▶ Requirement 1
Render every line of the coordinate listing below, which comes after the Eight Pieces of Empire excerpt, as a numbered list, leaving out any blank lines.

Read Eight Pieces of Empire Online
Authors: Lawrence Scott Sheets
Tags: #History, #Europe, #Russia & the Former Soviet Union, #Former Soviet Republics, #Essays
Except that we were deep in the heart of the “restricted zone,” the area around the Chernobyl nuclear disaster of 1986. The entire zone was evacuated after the accident—one hundred thousand residents hurriedly sent away to temporary shelters or to live with relatives and eventually given new, often shoddily built apartments in distant cities. So Nina was effectively an illegal, one of just four hundred defiant residents who had trickled back in recent years, their determination to stay and their ties to the land so deep that the authorities grudgingly acquiesced to their presence.
After all, it’s tough to argue with people hell-bent on living in a declared “radiation belt.”
Melnik is a Chernobyl icon. Irrepressive in her optimism, she preferred to talk about everything
but
the possible dangers of lingering radiation in the zone, from music to astrology. We sat in her home in the town of Chernobyl itself, drinking tea, just six miles from the now-shuttered plant covered by that giant concrete sarcophagus like a hastily erected tomb designed to prevent evil spirits, or in this case radiation, from leaking.

▶ Data records
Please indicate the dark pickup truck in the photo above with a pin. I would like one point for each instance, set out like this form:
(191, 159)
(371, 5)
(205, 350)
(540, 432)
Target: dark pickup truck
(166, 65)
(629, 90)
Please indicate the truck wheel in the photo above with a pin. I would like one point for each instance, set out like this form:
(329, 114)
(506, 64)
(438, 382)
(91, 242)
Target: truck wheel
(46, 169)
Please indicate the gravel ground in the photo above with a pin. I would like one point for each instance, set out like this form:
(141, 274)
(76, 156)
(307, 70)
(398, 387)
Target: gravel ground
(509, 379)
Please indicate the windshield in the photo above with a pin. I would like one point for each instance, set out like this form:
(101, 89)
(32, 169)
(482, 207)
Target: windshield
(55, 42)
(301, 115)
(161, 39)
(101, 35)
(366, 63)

▶ Requirement 2
Quote the Eight Pieces of Empire excerpt above in full, word for word.

▶ Complete response 1
1. Please indicate the dark pickup truck in the photo above with a pin. I would like one point for each instance, set out like this form:
2. (191, 159)
3. (371, 5)
4. (205, 350)
5. (540, 432)
6. Target: dark pickup truck
7. (166, 65)
8. (629, 90)
9. Please indicate the truck wheel in the photo above with a pin. I would like one point for each instance, set out like this form:
10. (329, 114)
11. (506, 64)
12. (438, 382)
13. (91, 242)
14. Target: truck wheel
15. (46, 169)
16. Please indicate the gravel ground in the photo above with a pin. I would like one point for each instance, set out like this form:
17. (141, 274)
18. (76, 156)
19. (307, 70)
20. (398, 387)
21. Target: gravel ground
22. (509, 379)
23. Please indicate the windshield in the photo above with a pin. I would like one point for each instance, set out like this form:
24. (101, 89)
25. (32, 169)
26. (482, 207)
27. Target: windshield
28. (55, 42)
29. (301, 115)
30. (161, 39)
31. (101, 35)
32. (366, 63)

▶ Complete response 2
Read Eight Pieces of Empire Online
Authors: Lawrence Scott Sheets
Tags: #History, #Europe, #Russia & the Former Soviet Union, #Former Soviet Republics, #Essays
Except that we were deep in the heart of the “restricted zone,” the area around the Chernobyl nuclear disaster of 1986. The entire zone was evacuated after the accident—one hundred thousand residents hurriedly sent away to temporary shelters or to live with relatives and eventually given new, often shoddily built apartments in distant cities. So Nina was effectively an illegal, one of just four hundred defiant residents who had trickled back in recent years, their determination to stay and their ties to the land so deep that the authorities grudgingly acquiesced to their presence.
After all, it’s tough to argue with people hell-bent on living in a declared “radiation belt.”
Melnik is a Chernobyl icon. Irrepressive in her optimism, she preferred to talk about everything
but
the possible dangers of lingering radiation in the zone, from music to astrology. We sat in her home in the town of Chernobyl itself, drinking tea, just six miles from the now-shuttered plant covered by that giant concrete sarcophagus like a hastily erected tomb designed to prevent evil spirits, or in this case radiation, from leaking.